■ Task to carry out ■
Please copy out the material below, swapping each "Shot-chart audit" for "Location check" and changing nothing else.

■ Input records ■
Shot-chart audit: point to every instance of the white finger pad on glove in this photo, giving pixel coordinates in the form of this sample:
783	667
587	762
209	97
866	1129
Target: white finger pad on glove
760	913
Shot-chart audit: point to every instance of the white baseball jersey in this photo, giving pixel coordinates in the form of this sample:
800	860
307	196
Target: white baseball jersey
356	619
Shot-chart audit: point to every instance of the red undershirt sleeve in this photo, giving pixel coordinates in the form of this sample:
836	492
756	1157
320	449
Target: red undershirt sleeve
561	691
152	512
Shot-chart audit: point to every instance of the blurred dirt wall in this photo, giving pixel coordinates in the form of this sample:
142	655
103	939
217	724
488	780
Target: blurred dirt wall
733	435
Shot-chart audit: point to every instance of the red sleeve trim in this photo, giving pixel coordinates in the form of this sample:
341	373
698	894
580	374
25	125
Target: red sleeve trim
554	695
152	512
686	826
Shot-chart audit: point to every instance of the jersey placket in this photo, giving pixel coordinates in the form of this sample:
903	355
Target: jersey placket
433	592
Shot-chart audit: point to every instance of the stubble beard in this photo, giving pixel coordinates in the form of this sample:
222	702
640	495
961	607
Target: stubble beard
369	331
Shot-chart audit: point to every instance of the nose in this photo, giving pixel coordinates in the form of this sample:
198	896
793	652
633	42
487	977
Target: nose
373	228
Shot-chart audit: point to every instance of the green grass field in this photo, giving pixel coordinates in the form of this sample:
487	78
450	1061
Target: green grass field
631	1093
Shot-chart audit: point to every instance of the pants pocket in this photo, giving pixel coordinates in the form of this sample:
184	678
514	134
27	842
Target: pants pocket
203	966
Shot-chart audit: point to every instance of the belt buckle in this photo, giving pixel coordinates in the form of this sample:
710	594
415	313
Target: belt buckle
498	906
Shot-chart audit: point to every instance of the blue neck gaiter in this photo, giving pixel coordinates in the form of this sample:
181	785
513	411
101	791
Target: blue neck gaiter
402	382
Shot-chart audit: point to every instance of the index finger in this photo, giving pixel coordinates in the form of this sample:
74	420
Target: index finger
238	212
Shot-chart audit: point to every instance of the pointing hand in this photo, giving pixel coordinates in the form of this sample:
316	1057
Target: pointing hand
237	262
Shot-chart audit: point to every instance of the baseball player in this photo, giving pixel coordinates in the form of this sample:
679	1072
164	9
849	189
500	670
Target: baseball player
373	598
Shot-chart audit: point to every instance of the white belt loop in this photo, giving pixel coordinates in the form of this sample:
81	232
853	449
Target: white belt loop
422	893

■ Task response ■
Location check: point to every instance of the white finger pad on glove in this photo, giving pixel coordinates in the form of this sample:
783	667
587	762
209	97
866	1129
Target: white finger pad on glove
760	913
Location check: point to every instance of the white baseball jersey in this photo, giving pixel coordinates in the form of this sample:
800	860
307	196
Target: white baseball jersey
356	619
Location check: point to every instance of the red undershirt sleeve in this photo, giving pixel coordinates in the form of this sample:
836	492
756	1157
320	449
Target: red undershirt sleeve
561	691
152	512
Location check: point to every instance of the blurred dirt wall in this photo, giving pixel coordinates in the form of this sample:
142	655
103	939
217	724
488	780
Target: blurred dirt wall
733	435
Location check: point to every instance of the red sleeve trim in this photo, giving pixel coordinates in the form of this sample:
341	373
698	894
580	374
25	125
Target: red sleeve trim
554	695
152	512
686	826
Location check: point to every instance of the jersey placket in this photo, giving pixel coordinates in the form of this sample:
903	355
Target: jersey placket
433	592
Location check: point to every instance of the stubble beard in this photo, giving pixel coordinates in the form of this sample:
222	702
640	495
961	607
Target: stubble beard
369	331
Location check: point to every instance of the nose in this photo, giving pixel coordinates in the form of this sample:
198	896
793	652
633	42
487	977
Target: nose
373	228
Location check: point to every instance of the green grass field in this photo, giving pixel coordinates in the form of this sample:
487	78
450	1061
Target: green grass field
631	1093
Location check: point to every instance of the pants pocket in this photo, giving pixel coordinates in the form of this sample:
184	678
514	134
27	842
Target: pants pocket
203	966
Location check: point to every instance of the belt buckle in this photo, giving pixel coordinates in the form of this sample:
710	594
415	313
Target: belt buckle
498	906
Location check: point to every instance of the blue neck gaiter in this photo, giving pixel coordinates in the form of this sample:
181	785
513	411
101	791
Target: blue neck gaiter
402	382
Location check: point to every instance of the index finger in this photo, giving pixel coordinates in the form of this sample:
74	420
Target: index finger
238	212
Location check: point to every instance of the pointing hand in this photo, giving pixel coordinates in the form of this sample:
316	1057
Target: pointing hand
237	262
Location check: point to every instance of the baseball player in this photo, giving pixel coordinates in the form of this sample:
679	1072
164	9
849	189
500	670
Target: baseball player
373	598
Location check: point to every instance of the white belt loop in this photo, giving pixel coordinates in the form of this sample:
81	232
853	449
Target: white belt loop
422	893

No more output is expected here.